REQUIRED ACTION
Starting at the first line and ending at the last, reproduce the records below exactly.

Records excerpted from a collection

***

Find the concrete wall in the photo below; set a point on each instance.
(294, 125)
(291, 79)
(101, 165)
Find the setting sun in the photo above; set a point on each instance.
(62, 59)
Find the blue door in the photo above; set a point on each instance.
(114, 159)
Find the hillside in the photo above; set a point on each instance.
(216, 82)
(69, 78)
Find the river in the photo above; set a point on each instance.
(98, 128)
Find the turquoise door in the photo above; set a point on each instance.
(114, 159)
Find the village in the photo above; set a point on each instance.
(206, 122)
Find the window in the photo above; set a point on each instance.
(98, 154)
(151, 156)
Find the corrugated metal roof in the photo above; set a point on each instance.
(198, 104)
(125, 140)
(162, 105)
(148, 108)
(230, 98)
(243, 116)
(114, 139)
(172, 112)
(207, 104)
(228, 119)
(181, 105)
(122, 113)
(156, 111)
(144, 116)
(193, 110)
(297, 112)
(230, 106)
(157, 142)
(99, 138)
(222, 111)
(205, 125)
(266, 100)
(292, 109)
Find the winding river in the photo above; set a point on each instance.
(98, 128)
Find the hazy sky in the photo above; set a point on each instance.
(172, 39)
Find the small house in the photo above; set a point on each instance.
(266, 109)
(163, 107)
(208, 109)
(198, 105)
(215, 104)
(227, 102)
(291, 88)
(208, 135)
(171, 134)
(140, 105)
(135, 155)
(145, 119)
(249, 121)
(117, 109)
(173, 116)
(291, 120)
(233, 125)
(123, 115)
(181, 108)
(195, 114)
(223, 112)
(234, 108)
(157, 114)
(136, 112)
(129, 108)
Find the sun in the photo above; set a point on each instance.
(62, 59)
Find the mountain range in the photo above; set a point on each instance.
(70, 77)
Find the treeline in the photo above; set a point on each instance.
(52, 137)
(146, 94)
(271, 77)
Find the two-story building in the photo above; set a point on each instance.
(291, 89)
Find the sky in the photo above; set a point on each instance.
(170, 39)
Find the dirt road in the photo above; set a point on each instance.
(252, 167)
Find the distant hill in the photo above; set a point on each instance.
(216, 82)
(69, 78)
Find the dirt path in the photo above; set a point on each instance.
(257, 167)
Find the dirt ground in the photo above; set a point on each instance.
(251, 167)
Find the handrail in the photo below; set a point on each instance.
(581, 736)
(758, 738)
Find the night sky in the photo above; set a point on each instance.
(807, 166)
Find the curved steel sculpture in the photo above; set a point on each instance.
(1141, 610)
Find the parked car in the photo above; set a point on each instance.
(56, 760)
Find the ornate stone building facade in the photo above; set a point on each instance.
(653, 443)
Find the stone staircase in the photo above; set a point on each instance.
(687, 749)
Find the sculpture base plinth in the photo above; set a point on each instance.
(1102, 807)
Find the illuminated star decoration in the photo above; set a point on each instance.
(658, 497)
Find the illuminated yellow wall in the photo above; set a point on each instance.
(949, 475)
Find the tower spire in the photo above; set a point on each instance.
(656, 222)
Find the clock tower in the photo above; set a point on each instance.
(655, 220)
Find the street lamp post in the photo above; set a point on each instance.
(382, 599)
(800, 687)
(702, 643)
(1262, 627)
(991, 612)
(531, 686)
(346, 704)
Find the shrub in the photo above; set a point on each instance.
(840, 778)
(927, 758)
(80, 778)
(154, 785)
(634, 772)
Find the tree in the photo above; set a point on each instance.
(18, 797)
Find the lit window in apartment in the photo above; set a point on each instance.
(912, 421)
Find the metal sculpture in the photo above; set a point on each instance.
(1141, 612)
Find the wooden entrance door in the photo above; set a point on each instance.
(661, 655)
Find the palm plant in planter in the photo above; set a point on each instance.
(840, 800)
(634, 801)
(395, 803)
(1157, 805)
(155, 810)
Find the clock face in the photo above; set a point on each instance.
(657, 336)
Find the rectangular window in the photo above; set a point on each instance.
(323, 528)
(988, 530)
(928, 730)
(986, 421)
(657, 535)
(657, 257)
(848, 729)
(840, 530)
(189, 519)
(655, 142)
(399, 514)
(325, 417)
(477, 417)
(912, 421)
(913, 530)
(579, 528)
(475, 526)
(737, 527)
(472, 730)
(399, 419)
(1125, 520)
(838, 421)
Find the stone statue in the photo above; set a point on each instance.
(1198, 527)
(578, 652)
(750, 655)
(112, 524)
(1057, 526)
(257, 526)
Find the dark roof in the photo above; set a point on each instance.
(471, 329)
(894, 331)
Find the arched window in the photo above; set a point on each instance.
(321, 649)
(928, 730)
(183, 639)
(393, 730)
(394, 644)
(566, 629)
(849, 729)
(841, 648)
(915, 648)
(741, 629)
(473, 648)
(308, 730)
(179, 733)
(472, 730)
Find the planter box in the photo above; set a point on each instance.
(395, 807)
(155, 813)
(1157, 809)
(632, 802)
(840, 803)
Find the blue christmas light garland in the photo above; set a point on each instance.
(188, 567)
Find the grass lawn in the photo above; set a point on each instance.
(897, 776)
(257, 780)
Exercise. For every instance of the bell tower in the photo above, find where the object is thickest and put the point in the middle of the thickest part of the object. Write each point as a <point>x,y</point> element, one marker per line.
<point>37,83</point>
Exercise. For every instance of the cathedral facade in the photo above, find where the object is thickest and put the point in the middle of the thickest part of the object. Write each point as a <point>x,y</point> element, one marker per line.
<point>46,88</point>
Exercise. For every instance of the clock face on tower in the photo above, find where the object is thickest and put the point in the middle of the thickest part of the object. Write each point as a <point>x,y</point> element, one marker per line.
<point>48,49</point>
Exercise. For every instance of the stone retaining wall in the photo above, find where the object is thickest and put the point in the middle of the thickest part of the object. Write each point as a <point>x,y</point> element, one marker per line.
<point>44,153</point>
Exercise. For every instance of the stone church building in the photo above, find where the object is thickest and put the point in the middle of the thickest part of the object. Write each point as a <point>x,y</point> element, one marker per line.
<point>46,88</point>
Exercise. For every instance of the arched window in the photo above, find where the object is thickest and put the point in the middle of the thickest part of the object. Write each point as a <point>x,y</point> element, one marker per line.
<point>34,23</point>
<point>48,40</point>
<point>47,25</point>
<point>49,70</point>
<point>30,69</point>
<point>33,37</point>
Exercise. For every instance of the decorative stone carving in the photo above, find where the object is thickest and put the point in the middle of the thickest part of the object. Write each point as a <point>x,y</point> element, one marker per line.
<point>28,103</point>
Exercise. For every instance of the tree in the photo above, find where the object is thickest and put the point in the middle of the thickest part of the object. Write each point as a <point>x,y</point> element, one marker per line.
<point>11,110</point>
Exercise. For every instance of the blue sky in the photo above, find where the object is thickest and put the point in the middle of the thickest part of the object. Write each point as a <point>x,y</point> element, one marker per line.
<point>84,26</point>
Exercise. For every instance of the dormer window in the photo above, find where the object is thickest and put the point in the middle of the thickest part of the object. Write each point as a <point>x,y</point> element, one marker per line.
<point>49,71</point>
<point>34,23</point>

***

SOLUTION FOR THIS EXERCISE
Find the concrete wall in the photo below; set a point on each instance.
(294, 125)
(291, 79)
(101, 165)
Find the setting sun in the photo above; set a point on each instance.
(62, 59)
Find the blue door in the photo above; set a point on each instance.
(114, 159)
Find the hillside in the photo above; set a point on each instance.
(216, 82)
(69, 78)
Find the river in the photo above; set a point on each instance.
(98, 128)
Find the turquoise door in the photo above; set a point on each instance.
(114, 159)
Find the village in the photo above; set a point on each instance.
(206, 122)
Find the window in the photo above; set a point on each instance.
(98, 154)
(151, 156)
Find the corrugated metal roof in the photo above; set a point on each instance.
(198, 104)
(125, 140)
(162, 105)
(148, 108)
(230, 98)
(243, 116)
(114, 139)
(172, 112)
(207, 104)
(228, 119)
(181, 105)
(122, 113)
(156, 111)
(144, 116)
(193, 110)
(297, 112)
(230, 106)
(157, 142)
(99, 138)
(222, 111)
(205, 125)
(266, 100)
(292, 109)
Find the winding river in the photo above; set a point on each instance.
(98, 128)
Find the hazy sky in the photo above; set a point on each instance.
(172, 39)
Find the small house in the photo above; set a point on each instance.
(266, 109)
(163, 107)
(208, 109)
(198, 105)
(215, 104)
(227, 102)
(291, 88)
(208, 135)
(171, 134)
(140, 105)
(135, 155)
(145, 119)
(249, 121)
(117, 109)
(173, 116)
(291, 120)
(233, 125)
(123, 115)
(181, 108)
(195, 114)
(223, 112)
(234, 108)
(157, 114)
(136, 112)
(129, 108)
Find the sun in the photo above; set a point on each instance.
(62, 59)
Find the mountain range in the photo above; set a point on each instance.
(70, 77)
Find the treeline in the photo above; set a point on each instance.
(52, 137)
(146, 94)
(271, 77)
Find the two-story building in the photo above; set a point on each instance.
(291, 89)
Find the sky in the photo above; set a point on each instance.
(170, 39)
Find the dirt road in the photo above; set a point on each instance.
(252, 167)
Find the distant hill in the photo above; set a point on each instance.
(216, 82)
(69, 78)
Find the dirt path in the photo above; set a point on each instance.
(257, 167)
Find the dirt ground in the photo above; set a point on each instance.
(251, 167)
Find the handrail in the photo below; set a point on each instance.
(581, 736)
(758, 738)
Find the night sky in the photo above; set a point on each instance.
(807, 166)
Find the curved steel sculpture in the photo above; set a point on each instance.
(1141, 610)
Find the parked car in the photo above; set a point on each instance.
(56, 760)
Find the ornate stone building facade in the photo above; set a point on each instance.
(653, 443)
Find the stone staircase in the photo above; set a point on each instance.
(687, 749)
Find the sculpture base plinth in the photo above; set a point on each instance.
(1102, 807)
Find the illuminated star decoration in the photo above; set a point on each instance.
(658, 497)
Find the illuminated yellow wall in the photo above; set a point on each instance.
(949, 475)
Find the tower spire in the photo above; set a point on each instance.
(656, 222)
Find the clock tower in the photo above; set a point on each instance.
(655, 220)
Find the street lamp post in the photo above; set a point on each instance.
(382, 599)
(800, 687)
(702, 643)
(1262, 627)
(991, 612)
(531, 686)
(346, 704)
Find the shrub in the photo above; set a point on each instance.
(840, 778)
(927, 758)
(80, 778)
(154, 785)
(634, 772)
Find the tree in the photo above; set a point on each instance.
(18, 797)
Find the lit window in apartment in the photo above; set a point on each instance.
(912, 421)
Find the metal sculpture in the photo above; set a point on each instance.
(1141, 612)
Find the wooden entrance door in the photo above; set a point on each instance.
(661, 655)
Find the palm plant in planter in the photo above; set a point on each instance.
(840, 800)
(634, 801)
(395, 803)
(1157, 805)
(155, 810)
Find the clock face in the photo above; set a point on each instance.
(657, 336)
Find the rectangular window in the photo above; set a point on each instance.
(323, 528)
(988, 530)
(928, 730)
(986, 421)
(657, 535)
(657, 257)
(848, 729)
(840, 530)
(189, 519)
(655, 142)
(399, 514)
(325, 417)
(477, 417)
(912, 421)
(913, 530)
(579, 528)
(475, 526)
(737, 527)
(472, 730)
(399, 419)
(1125, 520)
(838, 421)
Find the stone statue in the photo above; set a point on each instance.
(1198, 527)
(578, 652)
(750, 655)
(112, 524)
(1057, 526)
(257, 526)
Find the dark roof in the photo above; set a point on each instance.
(471, 329)
(894, 331)
Find the arched window in the photo above; set a point on each instance.
(321, 649)
(928, 730)
(183, 639)
(393, 730)
(394, 644)
(566, 629)
(849, 729)
(841, 648)
(915, 648)
(741, 629)
(473, 648)
(308, 730)
(179, 733)
(472, 730)
Find the planter box in the photo above; set a point on each instance.
(395, 807)
(155, 813)
(1157, 809)
(632, 802)
(840, 803)
Find the blue christmas light garland in the photo above; set a point on each instance.
(188, 567)
Find the grass lawn in the photo above; set a point on each instance.
(897, 776)
(257, 780)
Exercise. For every instance of the bell tower in the photo above, find where the object is thickest and put the point in the middle of the thickest part of the object. Write each point as a <point>x,y</point> element, one marker per line.
<point>37,83</point>
Exercise. For every instance of the cathedral facade in the photo above, find where the object is thickest and put the point in the middle of the thickest part of the object. Write each point as a <point>x,y</point> element, one marker per line.
<point>46,88</point>
Exercise. For every instance of the clock face on tower in the photo above, find where the object is thickest and put the point in the middle of the thickest part of the object. Write each point as a <point>x,y</point> element, one marker per line.
<point>48,49</point>
Exercise. For every instance of the stone retaining wall in the photo above, find where the object is thickest and put the point in the middle of the thickest part of the object. Write each point as a <point>x,y</point> element, one marker per line.
<point>44,153</point>
Exercise. For every instance of the stone church building in the photo above, find where the object is thickest and put the point in the middle of the thickest part of the object. Write each point as a <point>x,y</point> element, one marker per line.
<point>46,88</point>
Exercise. For every instance of the arched window in the photo above, find where the object is thickest and put the point in the middle of the thickest part of the object. Write each point as a <point>x,y</point> element, one marker per line.
<point>34,23</point>
<point>48,40</point>
<point>47,25</point>
<point>49,70</point>
<point>30,69</point>
<point>33,37</point>
Exercise. For every instance of the decorative stone carving in the photo above, find where the object is thickest and put the point in the middle of the thickest part of the object. Write each point as a <point>x,y</point> element, one marker per line.
<point>28,103</point>
Exercise. For every instance of the tree in the photo above, find where the object is thickest and put the point in the middle of the thickest part of the object. Write each point as a <point>x,y</point> element, one marker per line.
<point>11,110</point>
Exercise. For every instance of the blue sky in the photo above, find where the object is thickest and put the point in the middle of the thickest part of the object. Write each point as a <point>x,y</point> element, one marker per line.
<point>84,26</point>
Exercise. For every instance of the dormer window in the photo above, find where the object is thickest and put the point in the middle of the thickest part of the object. Write each point as a <point>x,y</point> element, one marker per line.
<point>49,71</point>
<point>34,23</point>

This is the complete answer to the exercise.